:: Stated task 1 ::
In the article on relationship communication, what does the writer call the most common challenge people face in relationships?
:: Stated task 2 ::
Reproduce the part of the article on relationship communication starting at "My yoga friend" and ending at "many of us: communication!", swapping "yoga friend" for "studio companion".

I was out with my yoga studio friends this weekend when, naturally, the topic of work came up. A woman asked me what I did. I explained I was a Mindful Relationship Coach, and she became noticeably excited. I’ve seen this look before and knew it was time for a Q & A. To many of us, relationships are the most puzzling, exciting, frustrating, exhausting, fulfilling, emotional, and confusing aspects of our lives. It’s where we truly learn about ourselves while very often feeling completely powerless in the process.

My yoga friend asked me an interesting question, “What, in your professional opinion, is the most common challenge people face in relationships?” The answer, of course, was easy and probably no surprise to many of us: communication!

In general, women like to think of their partners as mind readers, as though the person they’ve chosen as their partner has innate telepathic abilities. They also have an idea, a map in their minds, of precisely how they think their partners should behave; what it is they should say or do, without ever actually communicating any of these assumptions directly. Compounding matters further, we then become angry and resentful when our partners don’t do or say exactly what we expect them to. Thinking about this rationally, is there really any question why over fifty percent of marriages end in divorce? I speak from personal experience here when I say that the telepathic communication approach – hoping your partner will understand your needs and wants without your guidance, and then becoming outraged when they don’t – does not work! It is not an effective communication strategy. If these relationship challenges are left unaddressed, if their existence is denied and not given attention, they can be the source of constant conflict, hurt feelings, and endless cycles of disappointment. But there is hope! There is a solution!

:: Excerpted records ::
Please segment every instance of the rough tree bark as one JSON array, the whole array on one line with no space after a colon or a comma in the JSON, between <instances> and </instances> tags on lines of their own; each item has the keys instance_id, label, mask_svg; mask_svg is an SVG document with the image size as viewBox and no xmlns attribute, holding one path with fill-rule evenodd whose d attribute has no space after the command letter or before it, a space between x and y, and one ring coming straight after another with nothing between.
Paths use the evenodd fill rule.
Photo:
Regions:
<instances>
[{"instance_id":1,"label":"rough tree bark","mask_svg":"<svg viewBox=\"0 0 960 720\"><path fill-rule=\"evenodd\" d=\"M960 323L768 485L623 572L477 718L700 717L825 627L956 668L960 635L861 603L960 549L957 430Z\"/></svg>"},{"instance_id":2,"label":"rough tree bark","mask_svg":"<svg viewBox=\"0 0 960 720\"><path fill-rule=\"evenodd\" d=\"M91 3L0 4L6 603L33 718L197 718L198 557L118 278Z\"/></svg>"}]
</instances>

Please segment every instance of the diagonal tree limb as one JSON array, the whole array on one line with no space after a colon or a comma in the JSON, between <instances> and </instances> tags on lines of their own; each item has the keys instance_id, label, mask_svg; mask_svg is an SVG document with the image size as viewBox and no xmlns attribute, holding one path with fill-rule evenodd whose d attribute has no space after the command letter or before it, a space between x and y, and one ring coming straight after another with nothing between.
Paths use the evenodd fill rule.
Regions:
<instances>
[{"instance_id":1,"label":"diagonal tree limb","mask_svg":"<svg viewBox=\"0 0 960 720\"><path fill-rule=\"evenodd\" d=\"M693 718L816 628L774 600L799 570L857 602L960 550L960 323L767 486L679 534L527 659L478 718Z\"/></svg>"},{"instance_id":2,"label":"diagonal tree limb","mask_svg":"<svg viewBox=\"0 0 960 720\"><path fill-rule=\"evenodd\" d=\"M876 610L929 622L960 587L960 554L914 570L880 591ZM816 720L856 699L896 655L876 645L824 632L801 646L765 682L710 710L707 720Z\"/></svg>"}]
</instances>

* * *

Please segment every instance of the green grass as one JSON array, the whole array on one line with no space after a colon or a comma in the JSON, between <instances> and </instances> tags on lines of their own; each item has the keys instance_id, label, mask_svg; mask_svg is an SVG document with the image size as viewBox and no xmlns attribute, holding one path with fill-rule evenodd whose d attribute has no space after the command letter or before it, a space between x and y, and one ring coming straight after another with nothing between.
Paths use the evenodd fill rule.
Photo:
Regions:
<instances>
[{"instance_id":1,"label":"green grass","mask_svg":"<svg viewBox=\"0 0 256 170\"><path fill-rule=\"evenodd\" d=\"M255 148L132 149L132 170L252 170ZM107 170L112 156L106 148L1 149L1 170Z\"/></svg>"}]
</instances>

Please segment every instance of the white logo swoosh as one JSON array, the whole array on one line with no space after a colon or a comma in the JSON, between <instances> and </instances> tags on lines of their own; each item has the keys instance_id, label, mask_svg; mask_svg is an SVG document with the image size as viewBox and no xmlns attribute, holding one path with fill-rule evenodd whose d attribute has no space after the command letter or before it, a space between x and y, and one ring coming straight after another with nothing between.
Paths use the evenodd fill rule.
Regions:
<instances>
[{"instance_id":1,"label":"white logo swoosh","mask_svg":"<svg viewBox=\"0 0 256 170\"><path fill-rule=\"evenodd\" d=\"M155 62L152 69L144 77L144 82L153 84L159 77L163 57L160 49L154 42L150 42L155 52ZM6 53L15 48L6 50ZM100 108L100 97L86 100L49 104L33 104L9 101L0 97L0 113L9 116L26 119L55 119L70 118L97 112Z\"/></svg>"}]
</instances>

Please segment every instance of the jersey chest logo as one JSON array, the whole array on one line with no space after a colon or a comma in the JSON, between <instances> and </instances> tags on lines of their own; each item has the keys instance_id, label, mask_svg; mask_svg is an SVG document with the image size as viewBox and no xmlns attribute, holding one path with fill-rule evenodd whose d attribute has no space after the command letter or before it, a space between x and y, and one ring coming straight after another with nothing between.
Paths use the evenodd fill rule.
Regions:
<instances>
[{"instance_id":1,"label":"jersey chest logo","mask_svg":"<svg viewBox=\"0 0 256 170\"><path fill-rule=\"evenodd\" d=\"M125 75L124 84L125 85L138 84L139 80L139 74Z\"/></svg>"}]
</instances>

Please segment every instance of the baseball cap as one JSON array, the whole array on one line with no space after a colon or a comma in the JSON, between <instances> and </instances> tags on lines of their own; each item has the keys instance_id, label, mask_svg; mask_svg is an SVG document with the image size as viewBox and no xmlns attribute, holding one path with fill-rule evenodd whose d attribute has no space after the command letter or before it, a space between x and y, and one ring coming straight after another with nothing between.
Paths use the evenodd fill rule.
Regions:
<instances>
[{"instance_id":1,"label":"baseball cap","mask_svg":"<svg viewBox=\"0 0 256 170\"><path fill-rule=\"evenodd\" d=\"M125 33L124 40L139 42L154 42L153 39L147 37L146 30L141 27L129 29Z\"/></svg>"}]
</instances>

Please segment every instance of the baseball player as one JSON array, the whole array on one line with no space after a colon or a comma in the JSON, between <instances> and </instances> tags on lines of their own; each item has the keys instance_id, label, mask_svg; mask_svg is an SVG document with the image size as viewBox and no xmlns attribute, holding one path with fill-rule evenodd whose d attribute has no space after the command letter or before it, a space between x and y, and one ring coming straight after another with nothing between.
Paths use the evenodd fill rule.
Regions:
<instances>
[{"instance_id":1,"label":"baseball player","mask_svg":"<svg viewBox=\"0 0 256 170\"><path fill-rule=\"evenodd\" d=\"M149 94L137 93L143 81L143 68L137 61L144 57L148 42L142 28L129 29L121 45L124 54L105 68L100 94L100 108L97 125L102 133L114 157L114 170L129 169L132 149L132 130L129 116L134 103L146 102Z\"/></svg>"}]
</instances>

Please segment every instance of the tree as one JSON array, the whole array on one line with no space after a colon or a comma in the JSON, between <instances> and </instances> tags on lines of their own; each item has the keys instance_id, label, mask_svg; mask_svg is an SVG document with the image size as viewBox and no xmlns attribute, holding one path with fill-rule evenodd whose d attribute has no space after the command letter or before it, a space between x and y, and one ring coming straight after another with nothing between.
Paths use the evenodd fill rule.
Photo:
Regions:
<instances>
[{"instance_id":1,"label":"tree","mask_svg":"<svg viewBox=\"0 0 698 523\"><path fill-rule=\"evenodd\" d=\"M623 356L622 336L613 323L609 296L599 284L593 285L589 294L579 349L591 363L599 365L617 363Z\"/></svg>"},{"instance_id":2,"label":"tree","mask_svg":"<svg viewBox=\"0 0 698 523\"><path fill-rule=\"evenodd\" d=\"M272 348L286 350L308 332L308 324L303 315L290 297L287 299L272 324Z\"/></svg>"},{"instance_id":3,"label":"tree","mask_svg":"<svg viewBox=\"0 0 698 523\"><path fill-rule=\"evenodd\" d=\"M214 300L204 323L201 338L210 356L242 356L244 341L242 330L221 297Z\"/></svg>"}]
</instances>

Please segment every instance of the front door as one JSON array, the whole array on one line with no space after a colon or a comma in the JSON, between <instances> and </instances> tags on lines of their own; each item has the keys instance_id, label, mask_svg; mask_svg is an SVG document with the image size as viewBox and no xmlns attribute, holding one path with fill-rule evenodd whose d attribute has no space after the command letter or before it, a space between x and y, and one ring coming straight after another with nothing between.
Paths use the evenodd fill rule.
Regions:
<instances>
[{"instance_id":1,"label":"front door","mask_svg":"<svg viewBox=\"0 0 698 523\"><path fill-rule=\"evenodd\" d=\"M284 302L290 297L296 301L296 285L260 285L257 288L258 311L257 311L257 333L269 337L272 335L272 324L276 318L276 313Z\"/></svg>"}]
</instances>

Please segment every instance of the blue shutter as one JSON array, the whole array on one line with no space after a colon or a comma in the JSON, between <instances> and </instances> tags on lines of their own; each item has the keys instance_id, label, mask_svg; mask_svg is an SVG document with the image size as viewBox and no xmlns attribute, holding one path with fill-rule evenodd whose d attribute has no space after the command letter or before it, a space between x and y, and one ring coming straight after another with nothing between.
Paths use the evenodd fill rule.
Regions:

:: Complete answer 1 ::
Communication.

:: Complete answer 2 ::
My studio companion asked me an interesting question, “What, in your professional opinion, is the most common challenge people face in relationships?” The answer, of course, was easy and probably no surprise to many of us: communication!